Reproduce word for word the part of the data that opens with the line containing "Every instance of the blue" and closes at the end of the data, with both ends included and nothing else.

* BEGIN ENTRIES SHOWN *

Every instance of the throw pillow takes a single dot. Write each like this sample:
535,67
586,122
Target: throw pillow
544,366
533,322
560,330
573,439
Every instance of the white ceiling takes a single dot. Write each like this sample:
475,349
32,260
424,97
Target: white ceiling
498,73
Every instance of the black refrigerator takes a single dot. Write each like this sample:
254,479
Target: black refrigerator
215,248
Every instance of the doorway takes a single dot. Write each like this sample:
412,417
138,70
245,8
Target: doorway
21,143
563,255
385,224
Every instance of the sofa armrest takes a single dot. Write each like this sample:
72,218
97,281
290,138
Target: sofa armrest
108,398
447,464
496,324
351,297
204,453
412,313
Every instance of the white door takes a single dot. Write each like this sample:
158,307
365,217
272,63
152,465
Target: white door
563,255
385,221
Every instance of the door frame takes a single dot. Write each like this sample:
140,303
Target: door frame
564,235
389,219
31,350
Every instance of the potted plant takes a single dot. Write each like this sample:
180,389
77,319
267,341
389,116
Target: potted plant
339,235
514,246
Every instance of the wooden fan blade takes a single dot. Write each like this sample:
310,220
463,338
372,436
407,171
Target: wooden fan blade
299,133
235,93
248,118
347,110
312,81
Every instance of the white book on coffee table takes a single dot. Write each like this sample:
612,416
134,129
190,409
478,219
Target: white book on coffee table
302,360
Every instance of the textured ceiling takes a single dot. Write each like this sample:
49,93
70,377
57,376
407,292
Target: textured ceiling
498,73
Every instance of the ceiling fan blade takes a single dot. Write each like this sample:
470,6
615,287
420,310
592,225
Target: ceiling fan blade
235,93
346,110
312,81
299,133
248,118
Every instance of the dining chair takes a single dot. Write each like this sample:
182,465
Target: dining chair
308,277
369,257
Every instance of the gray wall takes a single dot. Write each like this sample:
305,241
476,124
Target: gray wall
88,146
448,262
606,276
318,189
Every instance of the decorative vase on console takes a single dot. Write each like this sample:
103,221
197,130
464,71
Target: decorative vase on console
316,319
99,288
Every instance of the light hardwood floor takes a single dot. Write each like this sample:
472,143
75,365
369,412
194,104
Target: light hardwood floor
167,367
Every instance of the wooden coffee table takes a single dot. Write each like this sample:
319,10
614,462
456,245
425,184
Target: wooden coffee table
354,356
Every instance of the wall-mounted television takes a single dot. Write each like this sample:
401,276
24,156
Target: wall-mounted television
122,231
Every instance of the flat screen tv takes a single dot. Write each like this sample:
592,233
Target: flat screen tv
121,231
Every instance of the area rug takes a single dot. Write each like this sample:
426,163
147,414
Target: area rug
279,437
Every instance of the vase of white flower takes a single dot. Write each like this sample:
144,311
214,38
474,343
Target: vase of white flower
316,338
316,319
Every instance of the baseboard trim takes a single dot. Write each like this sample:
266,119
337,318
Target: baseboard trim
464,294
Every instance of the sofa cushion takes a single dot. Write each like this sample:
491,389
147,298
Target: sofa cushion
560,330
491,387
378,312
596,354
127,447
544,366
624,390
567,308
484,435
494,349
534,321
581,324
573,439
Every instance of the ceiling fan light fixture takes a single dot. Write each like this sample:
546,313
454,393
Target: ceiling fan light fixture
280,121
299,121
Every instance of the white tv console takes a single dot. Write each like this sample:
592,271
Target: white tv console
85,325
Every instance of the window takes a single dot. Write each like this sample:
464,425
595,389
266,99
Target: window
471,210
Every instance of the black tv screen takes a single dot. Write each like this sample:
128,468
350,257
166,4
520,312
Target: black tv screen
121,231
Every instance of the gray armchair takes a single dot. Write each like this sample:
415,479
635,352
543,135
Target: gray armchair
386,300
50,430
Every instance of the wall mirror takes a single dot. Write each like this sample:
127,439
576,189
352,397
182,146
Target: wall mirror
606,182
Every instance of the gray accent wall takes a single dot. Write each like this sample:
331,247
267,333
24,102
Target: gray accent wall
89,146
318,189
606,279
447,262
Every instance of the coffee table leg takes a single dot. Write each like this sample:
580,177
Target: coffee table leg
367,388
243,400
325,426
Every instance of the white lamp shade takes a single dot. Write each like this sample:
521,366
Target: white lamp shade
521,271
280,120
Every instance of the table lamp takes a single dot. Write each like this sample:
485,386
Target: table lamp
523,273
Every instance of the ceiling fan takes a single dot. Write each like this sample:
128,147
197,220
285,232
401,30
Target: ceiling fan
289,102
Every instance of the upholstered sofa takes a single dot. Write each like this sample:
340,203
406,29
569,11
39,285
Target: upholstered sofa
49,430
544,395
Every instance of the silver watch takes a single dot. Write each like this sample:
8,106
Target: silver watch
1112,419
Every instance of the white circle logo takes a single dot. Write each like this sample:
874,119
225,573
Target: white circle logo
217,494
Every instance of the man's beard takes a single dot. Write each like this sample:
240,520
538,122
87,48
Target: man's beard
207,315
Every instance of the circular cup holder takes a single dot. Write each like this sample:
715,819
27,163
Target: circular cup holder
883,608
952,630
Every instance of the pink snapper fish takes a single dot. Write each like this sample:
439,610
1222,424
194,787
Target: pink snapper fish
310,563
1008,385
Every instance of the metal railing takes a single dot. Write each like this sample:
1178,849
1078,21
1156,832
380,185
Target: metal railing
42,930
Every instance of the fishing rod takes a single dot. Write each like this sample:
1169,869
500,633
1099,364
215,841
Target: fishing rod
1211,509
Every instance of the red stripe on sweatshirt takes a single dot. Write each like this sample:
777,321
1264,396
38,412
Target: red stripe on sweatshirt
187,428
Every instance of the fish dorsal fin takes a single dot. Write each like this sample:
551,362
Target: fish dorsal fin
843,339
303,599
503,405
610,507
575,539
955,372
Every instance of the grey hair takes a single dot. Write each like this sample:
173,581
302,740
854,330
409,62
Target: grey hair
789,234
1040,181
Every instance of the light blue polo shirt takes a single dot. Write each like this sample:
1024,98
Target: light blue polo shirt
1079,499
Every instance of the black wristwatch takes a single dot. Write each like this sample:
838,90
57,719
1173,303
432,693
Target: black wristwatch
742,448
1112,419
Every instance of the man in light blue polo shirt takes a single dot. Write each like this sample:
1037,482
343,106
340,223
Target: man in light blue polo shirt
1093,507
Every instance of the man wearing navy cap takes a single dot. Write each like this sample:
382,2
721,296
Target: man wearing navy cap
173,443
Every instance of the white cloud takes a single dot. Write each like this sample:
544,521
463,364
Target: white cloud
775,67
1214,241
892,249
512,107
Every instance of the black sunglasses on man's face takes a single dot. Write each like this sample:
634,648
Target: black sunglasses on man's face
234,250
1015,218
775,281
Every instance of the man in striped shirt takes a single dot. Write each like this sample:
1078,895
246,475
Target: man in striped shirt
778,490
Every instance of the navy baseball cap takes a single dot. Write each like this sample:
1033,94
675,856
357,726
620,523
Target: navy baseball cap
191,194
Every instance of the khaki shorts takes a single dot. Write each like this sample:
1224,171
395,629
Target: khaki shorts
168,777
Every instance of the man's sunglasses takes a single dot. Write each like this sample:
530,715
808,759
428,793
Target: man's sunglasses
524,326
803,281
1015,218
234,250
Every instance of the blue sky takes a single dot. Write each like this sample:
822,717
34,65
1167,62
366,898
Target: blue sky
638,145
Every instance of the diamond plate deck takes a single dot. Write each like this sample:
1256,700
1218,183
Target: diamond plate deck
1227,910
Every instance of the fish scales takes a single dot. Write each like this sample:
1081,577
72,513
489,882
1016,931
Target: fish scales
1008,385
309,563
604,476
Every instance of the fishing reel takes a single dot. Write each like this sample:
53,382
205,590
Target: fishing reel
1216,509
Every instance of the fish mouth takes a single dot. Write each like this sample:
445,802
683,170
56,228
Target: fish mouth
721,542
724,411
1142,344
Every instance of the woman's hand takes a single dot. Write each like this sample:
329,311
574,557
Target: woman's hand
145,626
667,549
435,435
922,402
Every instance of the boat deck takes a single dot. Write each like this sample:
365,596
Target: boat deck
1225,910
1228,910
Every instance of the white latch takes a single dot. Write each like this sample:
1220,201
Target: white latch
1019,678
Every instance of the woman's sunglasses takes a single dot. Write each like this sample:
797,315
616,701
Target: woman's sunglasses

* END ENTRIES SHOWN *

OUTPUT BELOW:
Every instance of the blue sky takes a single dot. Write each like this sample:
822,717
34,65
1167,62
366,898
Target: blue sky
638,145
Every instance of the diamond plate deck takes a single dot. Write each like this sample:
1256,700
1218,183
Target: diamond plate deck
1227,910
Every instance of the fish scales takes a single dot. Write each like this sample:
1081,577
72,513
489,882
1016,931
Target: fish scales
1008,385
309,563
604,476
Every instance of the fishing reel takes a single dot. Write each like this sample:
53,382
205,590
Target: fishing reel
1216,509
Every instance of the fish mouth takes a single dot. Write each like this sample:
445,802
683,170
56,228
Target: fish mouth
721,542
724,411
1142,344
Every instance of the woman's hand takes a single dot. Write each like this sample:
329,311
574,557
Target: woman's hand
145,626
667,549
435,435
922,402
Every instance of the boat deck takes a single dot. Write each like this sample:
365,596
Target: boat deck
1225,910
1228,910
Every instance of the white latch takes a single dot. Write each like this sample:
1220,201
Target: white latch
1019,678
Every instance of the woman's sunglasses takes a single dot. Write each like this sample:
797,315
616,701
Target: woman's sunglasses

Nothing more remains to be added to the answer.